## THE TASK
Type the listing below out again exactly. No images.

(SUPPLIED RECORDS Opens)

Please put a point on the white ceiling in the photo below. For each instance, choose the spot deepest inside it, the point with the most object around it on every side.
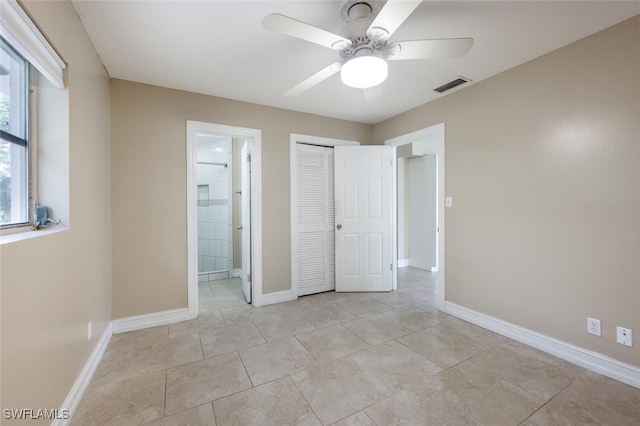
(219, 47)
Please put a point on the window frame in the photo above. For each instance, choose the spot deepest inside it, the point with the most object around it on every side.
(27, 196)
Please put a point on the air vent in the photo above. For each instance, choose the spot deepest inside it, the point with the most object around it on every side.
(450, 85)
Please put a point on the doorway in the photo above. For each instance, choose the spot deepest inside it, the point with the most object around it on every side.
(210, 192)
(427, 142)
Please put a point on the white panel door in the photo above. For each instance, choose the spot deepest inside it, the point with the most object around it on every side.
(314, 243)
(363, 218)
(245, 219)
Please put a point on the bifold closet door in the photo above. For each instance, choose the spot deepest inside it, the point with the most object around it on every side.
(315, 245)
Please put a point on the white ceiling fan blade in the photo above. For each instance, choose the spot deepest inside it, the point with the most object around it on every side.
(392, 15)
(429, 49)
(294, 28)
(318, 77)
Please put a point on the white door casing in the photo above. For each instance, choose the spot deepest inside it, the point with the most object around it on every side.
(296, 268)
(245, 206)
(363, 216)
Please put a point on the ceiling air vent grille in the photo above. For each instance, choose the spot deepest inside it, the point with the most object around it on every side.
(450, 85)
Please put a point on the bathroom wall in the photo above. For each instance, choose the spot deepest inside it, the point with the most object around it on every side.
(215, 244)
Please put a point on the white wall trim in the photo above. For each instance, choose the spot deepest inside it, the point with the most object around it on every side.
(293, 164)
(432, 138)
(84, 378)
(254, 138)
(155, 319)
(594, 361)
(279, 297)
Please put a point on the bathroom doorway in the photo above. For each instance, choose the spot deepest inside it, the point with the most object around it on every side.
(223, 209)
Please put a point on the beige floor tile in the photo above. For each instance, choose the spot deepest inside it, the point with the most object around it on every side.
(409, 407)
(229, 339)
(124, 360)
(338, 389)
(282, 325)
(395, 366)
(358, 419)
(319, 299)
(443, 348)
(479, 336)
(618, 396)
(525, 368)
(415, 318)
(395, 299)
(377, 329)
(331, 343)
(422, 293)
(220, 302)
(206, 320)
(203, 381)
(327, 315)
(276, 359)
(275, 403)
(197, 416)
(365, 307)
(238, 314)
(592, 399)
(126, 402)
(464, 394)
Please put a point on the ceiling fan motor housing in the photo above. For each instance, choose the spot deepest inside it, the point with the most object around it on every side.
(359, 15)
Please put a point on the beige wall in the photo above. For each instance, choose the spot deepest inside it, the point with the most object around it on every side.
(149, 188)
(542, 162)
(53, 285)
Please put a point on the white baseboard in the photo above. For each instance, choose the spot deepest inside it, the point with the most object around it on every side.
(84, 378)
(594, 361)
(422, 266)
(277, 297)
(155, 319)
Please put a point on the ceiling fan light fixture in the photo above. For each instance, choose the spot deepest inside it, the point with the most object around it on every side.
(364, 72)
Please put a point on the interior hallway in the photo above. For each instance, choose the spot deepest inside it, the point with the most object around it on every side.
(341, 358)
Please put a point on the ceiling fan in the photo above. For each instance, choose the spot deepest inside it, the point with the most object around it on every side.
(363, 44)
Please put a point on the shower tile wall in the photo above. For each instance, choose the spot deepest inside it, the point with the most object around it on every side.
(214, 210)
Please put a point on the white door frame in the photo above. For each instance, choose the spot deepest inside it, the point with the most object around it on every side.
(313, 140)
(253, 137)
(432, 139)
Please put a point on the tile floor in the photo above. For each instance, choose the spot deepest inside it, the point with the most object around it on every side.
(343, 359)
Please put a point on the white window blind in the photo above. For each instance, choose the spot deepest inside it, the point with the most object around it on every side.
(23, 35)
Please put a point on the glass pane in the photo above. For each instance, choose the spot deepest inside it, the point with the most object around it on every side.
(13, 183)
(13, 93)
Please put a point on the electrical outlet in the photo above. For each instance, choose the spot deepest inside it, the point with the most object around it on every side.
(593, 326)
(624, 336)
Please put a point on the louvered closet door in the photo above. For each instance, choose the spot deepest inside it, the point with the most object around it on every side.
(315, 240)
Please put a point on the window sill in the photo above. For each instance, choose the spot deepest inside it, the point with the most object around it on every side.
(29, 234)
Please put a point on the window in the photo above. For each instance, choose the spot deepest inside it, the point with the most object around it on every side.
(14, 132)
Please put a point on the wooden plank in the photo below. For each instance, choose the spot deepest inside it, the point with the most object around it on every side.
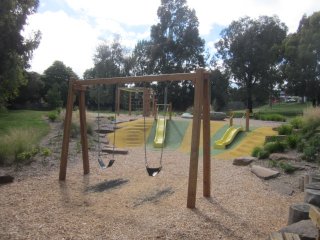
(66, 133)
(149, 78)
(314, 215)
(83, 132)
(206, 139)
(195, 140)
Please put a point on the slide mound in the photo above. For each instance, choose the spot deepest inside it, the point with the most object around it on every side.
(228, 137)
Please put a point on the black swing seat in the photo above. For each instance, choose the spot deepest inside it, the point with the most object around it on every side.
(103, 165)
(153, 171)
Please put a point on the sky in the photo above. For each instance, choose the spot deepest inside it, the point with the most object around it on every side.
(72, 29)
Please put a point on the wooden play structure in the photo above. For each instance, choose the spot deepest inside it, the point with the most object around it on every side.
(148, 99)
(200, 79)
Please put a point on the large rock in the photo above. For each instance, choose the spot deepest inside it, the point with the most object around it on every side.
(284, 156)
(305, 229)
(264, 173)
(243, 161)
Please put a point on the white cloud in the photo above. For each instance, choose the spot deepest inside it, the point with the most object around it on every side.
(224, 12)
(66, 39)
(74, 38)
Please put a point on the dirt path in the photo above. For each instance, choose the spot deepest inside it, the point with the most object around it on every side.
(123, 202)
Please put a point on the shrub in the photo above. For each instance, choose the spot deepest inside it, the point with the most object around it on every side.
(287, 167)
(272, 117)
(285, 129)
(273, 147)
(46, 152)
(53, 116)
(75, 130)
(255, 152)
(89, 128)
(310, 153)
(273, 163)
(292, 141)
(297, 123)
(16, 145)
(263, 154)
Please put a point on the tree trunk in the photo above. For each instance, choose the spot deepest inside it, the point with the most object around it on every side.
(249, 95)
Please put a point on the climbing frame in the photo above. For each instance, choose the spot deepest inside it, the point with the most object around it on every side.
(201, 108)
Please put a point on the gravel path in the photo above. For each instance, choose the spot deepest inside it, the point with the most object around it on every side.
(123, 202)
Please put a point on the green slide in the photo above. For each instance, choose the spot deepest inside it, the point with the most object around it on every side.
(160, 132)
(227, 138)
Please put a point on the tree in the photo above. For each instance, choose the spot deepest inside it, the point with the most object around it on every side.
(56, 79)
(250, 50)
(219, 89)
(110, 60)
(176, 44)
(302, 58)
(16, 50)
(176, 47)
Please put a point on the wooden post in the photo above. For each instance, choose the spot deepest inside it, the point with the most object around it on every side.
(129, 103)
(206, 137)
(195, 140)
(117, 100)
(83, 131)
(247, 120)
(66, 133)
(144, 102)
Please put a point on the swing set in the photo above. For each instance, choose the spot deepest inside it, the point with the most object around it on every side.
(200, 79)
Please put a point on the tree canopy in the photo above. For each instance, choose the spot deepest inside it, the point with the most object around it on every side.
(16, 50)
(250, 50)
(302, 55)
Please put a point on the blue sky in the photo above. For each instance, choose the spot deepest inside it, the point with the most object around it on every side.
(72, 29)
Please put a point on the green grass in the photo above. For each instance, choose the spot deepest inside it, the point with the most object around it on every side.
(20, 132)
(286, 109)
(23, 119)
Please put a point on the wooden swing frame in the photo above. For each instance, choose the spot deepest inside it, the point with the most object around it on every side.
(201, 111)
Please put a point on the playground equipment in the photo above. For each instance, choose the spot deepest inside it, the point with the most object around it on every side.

(SUPPLIED RECORDS Closes)

## REPLY
Please put a point on the white ceiling in the photo below. For each instance, choose the spot deepest inside it, the point with the most object around it on every side.
(219, 47)
Please put a point on the window frame in the photo above. For each instance, choose the spot deepest inside it, the point with the most object around it on every side.
(27, 196)
Please put a point on the air vent in the photo above. For each instance, choose the spot deepest inside it, the point with the most object around it on every side.
(450, 85)
Please put a point on the doorway in the photo above. For each instance, choose the spot deepest inside it, the point with the most object around it on every side.
(210, 192)
(427, 142)
Please put a point on the white panel door in the photo above. For each instance, choose the spot deepest inside it, the point with the most object around it on every side.
(314, 243)
(363, 218)
(245, 219)
Please put a point on the bifold closet door in the photo above. For each instance, choose the spot deepest inside it, the point with the most object around it on every side.
(315, 245)
Please put a point on the white ceiling fan blade in the photo above. For each instance, choose the spot deepest inside it, the point with the most object around it on every side.
(392, 15)
(429, 49)
(294, 28)
(318, 77)
Please put a point on the white door casing in the photo above. For each instance, choose the spot deepest inside it, the point with the most object around it on every side.
(296, 268)
(245, 206)
(363, 216)
Please put a point on the ceiling air vent grille in the photo above. For each instance, choose the spot deepest inside it, the point with the most object around it on every side.
(450, 85)
Please put a point on the bathroom wall in the photo above. For each instance, choose the spot deepest inside it, the point with the most object around it on every side.
(215, 244)
Please put a point on the white wall trim in the photo above. For each instance, choose the spot deepest inside it, the point with the most object around it on every side.
(293, 164)
(432, 138)
(84, 378)
(254, 138)
(155, 319)
(594, 361)
(279, 297)
Please put a point on the bathroom doorway in the photo above. For each instance, choose the spot deepest inside it, the point with the most object around it on every side.
(223, 209)
Please put a point on the beige floor tile in the photo above. For each instance, choose the spot deepest inside it, the point with the most object around it on every side.
(409, 407)
(229, 339)
(124, 360)
(338, 389)
(282, 325)
(395, 366)
(358, 419)
(319, 299)
(443, 348)
(479, 336)
(618, 396)
(525, 368)
(415, 318)
(395, 299)
(377, 329)
(331, 343)
(422, 293)
(220, 302)
(206, 320)
(203, 381)
(327, 315)
(276, 359)
(275, 403)
(197, 416)
(365, 307)
(238, 314)
(592, 399)
(126, 402)
(464, 394)
Please put a point on the ceiling fan motor housing in the photo above. For each instance, choose the spot deepest inside it, the point with the most object around it on every side.
(359, 15)
Please put a point on the beige wall in the photo above. For each instance, choose the spot deepest inside it, the point with the most object around it on every side.
(149, 188)
(542, 162)
(53, 285)
Please put a point on the white baseboard in the photo above. For each instance, choose the spot deepest inside it, the point with the most object around it on every side.
(84, 378)
(594, 361)
(422, 266)
(277, 297)
(155, 319)
Please put a point on the ceiling fan light fixture in the photo above. For each instance, choose the spot deepest inside it, the point with the most object around it on every side.
(364, 72)
Please put a point on the interior hallway in the photo above. For each instance, choose the spot deepest inside it, the point with the most object around it on every side.
(341, 358)
Please put a point on the ceiling fan in the photo above. For each instance, choose the spot deepest inside it, the point with the most object around it on every side.
(363, 44)
Please put a point on the shower tile wall in the photo above. For each instance, choose the spot deepest inside it, the point with the most object around it on every side.
(214, 210)
Please put a point on the white door frame in the photo above. For each instance, choose the spot deepest inside it, the point with the most object around it on every side.
(313, 140)
(253, 137)
(432, 139)
Please put a point on the tile floor in the photo above. For each instance, choose the spot deepest inside it, the point with the most object around it on every side.
(343, 359)
Please put a point on the white window blind in the photo above. For each instance, choose the spot deepest inside it, the point with the most object around it on every side.
(23, 35)
Please put a point on the glass pane in the photo above. For each instance, choose the spot deepest inside it, the point with the most object around it on every side.
(13, 183)
(13, 93)
Please put a point on the electrical outlet in the photo above. For each instance, choose the spot deepest inside it, the point with the most object around it on every side.
(593, 326)
(624, 336)
Please put a point on the louvered closet door in the photo above. For each instance, choose the spot deepest inside it, the point with the most object around it on every side.
(315, 240)
Please put a point on the window sill in the photo above. For each instance, choose the spot deepest inside it, the point with the most object around it on every side.
(29, 234)
Please put a point on the window in the photo above. For each instance, choose the spot deepest inside it, the point with the most object around it on every side.
(14, 132)
Please put a point on the wooden plank in the photo below. For each instance, choose the spot deepest inside it, the point with the most object around it on every side.
(66, 133)
(149, 78)
(314, 215)
(83, 132)
(206, 139)
(195, 140)
Please put a point on the slide mound in the photo above. For each instance, choose the spot deepest inside it, the point with the most object around it on every side.
(228, 137)
Please put a point on the black swing seat in the photo above. For each instance, choose the spot deepest inside it, the point with the most object around it on every side.
(103, 165)
(153, 171)
Please put a point on the sky in the photo above. For each instance, choose the spot deepest inside it, the point with the most object around it on every side.
(72, 29)
Please put a point on the wooden play structure in the photo above. For each instance, choose the spot deepest inside it, the point with the most object around it on every side.
(148, 99)
(200, 79)
Please put a point on the large rock in the photo above. For each instance, choose the spot deepest inside it, the point with the most object around it on every side.
(284, 156)
(305, 229)
(264, 173)
(243, 161)
Please put a point on the white cloud in the photo above. For each instance, choose the spot deepest inside it, the point with the most object around it on every side.
(224, 12)
(66, 39)
(74, 38)
Please put a point on the dirt path in the photo above. For each instance, choose the spot deepest inside it, the point with the most object around it on every side.
(123, 202)
Please put a point on the shrub in the photo above. For each instance, choose the spot deepest inside it, the point with the most object around it on every side.
(287, 167)
(272, 117)
(285, 129)
(273, 147)
(46, 152)
(53, 116)
(75, 130)
(255, 152)
(89, 128)
(310, 153)
(273, 163)
(292, 141)
(297, 123)
(16, 145)
(263, 154)
Please put a point on the tree trunk in the photo above. For each instance, choose the spot deepest inside it, the point with the most object around it on every side.
(249, 95)
Please put a point on the climbing frame in the photo above. For each instance, choose the spot deepest inside it, the point with the most object around it on every side.
(201, 108)
Please put a point on the gravel path in the photo above. For each instance, choose the spot deepest inside it, the point with the most object around it on every side.
(123, 202)
Please put a point on the green slide in the photo above. For each instance, choose the spot deepest inside it, the point with the most object around it on every side.
(160, 132)
(227, 138)
Please put a point on the tree in the photo above. For each instance, choose the spot deepest inside it, the point with the most object around it on every side.
(56, 79)
(250, 50)
(219, 89)
(110, 60)
(176, 44)
(302, 58)
(16, 50)
(176, 47)
Please put a point on the wooden post in the photo above. For each instance, choose the spot deepest inside it, the point with the most object around it on every side.
(129, 103)
(206, 137)
(195, 140)
(117, 100)
(83, 131)
(247, 120)
(66, 133)
(144, 102)
Please put a point on the swing set in the photo above. For each instance, choose the spot deepest inside it, the point with the most object around it on every side.
(200, 79)
Please put a point on the tree canopy in the photo above. For each instance, choose the spot deepest inside it, the point with the most object around it on every side.
(16, 50)
(250, 50)
(302, 55)
Please put a point on the blue sky in the photo above. For each instance, choose the spot deepest inside it, the point with the most object around it on every side.
(72, 29)
Please put a point on the green grass in the photo above. For each instance, choose the spot deepest inside it, the point with the most object around it on every side.
(20, 132)
(286, 109)
(23, 119)
Please put a point on the wooden swing frame in the photo above. For each instance, choose the spot deepest inside it, the point with the most object around it on every side.
(201, 111)
Please put a point on the playground equipment in the photo above. For each instance, choose the spot deepest inside it, the point with the most object around it on every side.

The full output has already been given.